Zestaw zadań —
(1) Proszę wyjaśnić, w wyniku czego według tekstu o zbrodni w Borowcach doszło do tragedii w nocy z piątku na sobotę.
(2) Proszę wypisać z tekstu o zbrodni w Borowcach dokładnie fragment od słów "Jacek Jaworek –" do słów "przedstawiamy jego treść.".

Podany tekst —
Strona głównaZOBACZJacek Jaworek zamieścił post na Facebooku. To wyjaśnia motywy zbrodni?

Jacek Jaworek zamieścił post na Facebooku. To wyjaśnia motywy zbrodni?

Jacek Jaworek już od tygodnia jest poszukiwany przez policję w całym kraju. Zbrodnia, której najprawdpodobnie dokonał 52-latek, wstrząsnęła całym krajem. Co oczywiste, pojawiły się również pytania o jej motyw. Dlaczego zamordował 17-letniego chłopaka oraz jego rodziców? Dlaczego oddał aż 10 strzałów z broni palnej? Jeden z postów Jaworka na Facebooku zdaje się wiele wyjaśniać. 

W nocy z piątku na sobotę 10 lipca 2021 r. w miejscowości Borowce niedaleko Częstochowy rozegrały się makabryczne sceny. 52-latek otworzył ogień do ludzi, z którymi od kilku lat zamieszkiwał w domu jednorodzinnym. Do tragedii doszło w wyniku awantury domowej, o której około godziny 1 w nocy sąsiedzi powiadomili częstochowską policję.

Jacek Jaworek – motywy zbrodni w Borowcach

Niestety, gdy funkcjonariusze dotarli na miejsce, w domu zastali tylko zwłoki. 44-letniego mężczyzny i jego żony oraz ich 17-letniego syna. Kolejny z nieletnich – 13-latek – na szczęście zdołał uciec do sąsiedniego domu. Natomiast Jacek Jaworek, który jest głównym podejrzanym o dokonanie tej potrójnej zbrodni, zbiegł z miejsca jej dokonania. Jakimi motywami się kierował? To zdaje się wyjaśniać post, jaki zamieścił na Facebooku trzy lata temu. Poniżej przedstawiamy jego treść.

Podany materiał —
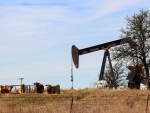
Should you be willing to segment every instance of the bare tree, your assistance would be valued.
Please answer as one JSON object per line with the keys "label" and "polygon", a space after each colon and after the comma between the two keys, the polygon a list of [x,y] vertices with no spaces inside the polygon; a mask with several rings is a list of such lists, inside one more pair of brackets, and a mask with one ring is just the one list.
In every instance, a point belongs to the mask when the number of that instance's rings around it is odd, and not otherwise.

Odpowiedzi —
(1) Do tragedii doszło w wyniku awantury domowej. Około godziny 1 w nocy sąsiedzi powiadomili o niej częstochowską policję.

(2)
Jacek Jaworek – motywy zbrodni w Borowcach

Niestety, gdy funkcjonariusze dotarli na miejsce, w domu zastali tylko zwłoki. 44-letniego mężczyzny i jego żony oraz ich 17-letniego syna. Kolejny z nieletnich – 13-latek – na szczęście zdołał uciec do sąsiedniego domu. Natomiast Jacek Jaworek, który jest głównym podejrzanym o dokonanie tej potrójnej zbrodni, zbiegł z miejsca jej dokonania. Jakimi motywami się kierował? To zdaje się wyjaśniać post, jaki zamieścił na Facebooku trzy lata temu. Poniżej przedstawiamy jego treść.